Otherwise, we will simply acquire the main file resource exclusive.
If there is no main resource then we acquire nothing and return
FALSE. In the cases that we acquire a resource, we also set the
TopLevelIrp field in the thread local storage to indicate to file
systems beneath us that we have acquired file system resources.
Arguments:
FileObject - Pointer to the file object being written.
Return Value:
NONE
--*/
{
NTSTATUS Status;
PAGED_CODE();
//
// Just call the common version of this function,
// FsRtlAcquireFileExclusiveCommon.
//
Status = FsRtlAcquireFileExclusiveCommon( FileObject, SyncTypeOther, 0 );
//
// This should always be STATUS_SUCCESS since we are not
// allowing failures and the file system cannot fail
// this operation...
//
ASSERT( NT_SUCCESS( Status ) );
}
NTKERNELAPI
NTSTATUS
FsRtlAcquireToCreateMappedSection (
IN PFILE_OBJECT FileObject,
IN ULONG SectionPageProtection
)
/*++
Routine Description:
This routine is meant to replace FsRtlAcquireFileExclusive for
the memory manager. Mm calls this routine to synchronize
for a mapped section create, but filters are allowed
to fail this operation. Other components that want to
synchronize with section creation should call
FsRtlAcquireFileExclusive.
This routine calls FsRtlAcquireFileExclusiveCommon to do
all the work.
This routine is used by NtCreateSection to pre-acquire file system
resources in order to avoid deadlocks. If there is a FastIo entry
for AcquireFileForNtCreateSection then that routine will be called.
Otherwise, we will simply acquire the main file resource exclusive.
If there is no main resource then we acquire nothing and return
FALSE. In the cases that we acquire a resource, we also set the
TopLevelIrp field in the thread local storage to indicate to file
systems beneath us that we have acquired file system resources.
Arguments:
FileObject - Pointer to the file object being written.
SectionPageProtection - The access requested for the section being
created.
Return Value:
The status of the operation.
--*/
{
PAGED_CODE();
return FsRtlAcquireFileExclusiveCommon( FileObject, SyncTypeCreateSection, SectionPageProtection );
}
NTKERNELAPI
NTSTATUS
FsRtlAcquireFileExclusiveCommon (
IN PFILE_OBJECT FileObject,
IN FS_FILTER_SECTION_SYNC_TYPE SyncType,
IN ULONG SectionPageProtection
)
/*++
Routine Description:
This routine is used to pre-acquire file system resources in order
to avoid deadlocks. The file system filters for this volume
will be notified about this operation, then, if there is a FastIo
entry for AcquireFileForNtCreateSection, that routine will be called.
Otherwise, we will simply acquire the main file resource exclusive.
If there is no main resource then we acquire nothing and return
STATUS_SUCCESS. Finally, the file system filters will be notified
whether or not this resource has been acquired.

- Material supplied -

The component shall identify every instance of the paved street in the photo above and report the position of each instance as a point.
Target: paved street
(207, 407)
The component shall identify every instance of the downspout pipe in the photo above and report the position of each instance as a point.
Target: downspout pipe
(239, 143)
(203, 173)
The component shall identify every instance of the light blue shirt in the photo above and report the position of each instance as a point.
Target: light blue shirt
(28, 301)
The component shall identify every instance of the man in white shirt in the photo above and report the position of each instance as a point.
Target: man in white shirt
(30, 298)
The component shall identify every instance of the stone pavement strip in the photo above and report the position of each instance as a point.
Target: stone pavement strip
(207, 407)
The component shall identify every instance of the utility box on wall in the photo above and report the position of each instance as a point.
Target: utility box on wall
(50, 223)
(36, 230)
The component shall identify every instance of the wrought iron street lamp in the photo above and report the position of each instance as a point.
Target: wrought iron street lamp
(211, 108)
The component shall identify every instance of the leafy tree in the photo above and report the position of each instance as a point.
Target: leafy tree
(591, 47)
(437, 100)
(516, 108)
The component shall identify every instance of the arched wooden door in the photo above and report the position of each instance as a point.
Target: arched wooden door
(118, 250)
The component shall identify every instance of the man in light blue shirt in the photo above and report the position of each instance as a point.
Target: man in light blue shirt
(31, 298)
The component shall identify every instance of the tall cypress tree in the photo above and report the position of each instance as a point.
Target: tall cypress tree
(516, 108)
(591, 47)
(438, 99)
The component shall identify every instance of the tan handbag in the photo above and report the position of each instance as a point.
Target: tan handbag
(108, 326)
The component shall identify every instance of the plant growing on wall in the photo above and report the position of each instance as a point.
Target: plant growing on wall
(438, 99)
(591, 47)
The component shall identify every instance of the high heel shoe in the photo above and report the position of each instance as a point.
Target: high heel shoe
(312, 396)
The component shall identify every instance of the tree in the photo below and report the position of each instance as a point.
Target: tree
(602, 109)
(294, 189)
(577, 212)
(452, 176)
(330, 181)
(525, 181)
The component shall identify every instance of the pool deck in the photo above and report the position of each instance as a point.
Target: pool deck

- Problem set -
**1)** Name every distinct identifier in the kernel source excerpt that begins with "FsRtl".
**2)** Resume the kernel source excerpt right after its last line.

- Answers provided -
**1)** FsRtlAcquireFileExclusiveCommon, FsRtlAcquireToCreateMappedSection, FsRtlAcquireFileExclusive

**2)**
Arguments:
FileObject - Pointer to the file object being written.
CreatingMappedSection - TRUE if this lock is being acquired so that
a mapped section can be created. Filters are allowed
to fail this operation. FALSE otherwise.
Return Value:
NONE
--*/
{
PDEVICE_OBJECT DeviceObject, BaseFsDeviceObject;
FS_FILTER_CTRL FsFilterCtrl;
PFS_FILTER_CTRL CallFilters = &FsFilterCtrl;
NTSTATUS Status = STATUS_SUCCESS;
BOOLEAN AllowFilterToFailOperation;
PFAST_IO_DISPATCH FastIoDispatch;
PFS_FILTER_CALLBACKS FsFilterCallbacks;
BOOLEAN BaseFsGetsFsFilterCallbacks = FALSE;
BOOLEAN ReleaseBaseFsDeviceReference = FALSE;
BOOLEAN BaseFsFailedOperation = FALSE;
PAGED_CODE();
//
// There are cases when the device that is the base fs device for
// this file object will register for the FsFilter callbacks instead of
// the legacy FastIo interfaces (DFS does this). It then can redirect
// these operations to another stack that could possibly have file system
// filter drivers correctly.
//
DeviceObject = IoGetRelatedDeviceObject( FileObject );
BaseFsDeviceObject = IoGetBaseFileSystemDeviceObject( FileObject );
FastIoDispatch = GET_FAST_IO_DISPATCH( BaseFsDeviceObject );
FsFilterCallbacks = GET_FS_FILTER_CALLBACKS( BaseFsDeviceObject );
//
// The BaseFsDeviceObject should only support one of these interfaces --
// either the FastIoDispatch interface for the FsFilterCallbacks interface.
// If a device provides support for both interfaces, we will only use
// the FsFilterCallback interface.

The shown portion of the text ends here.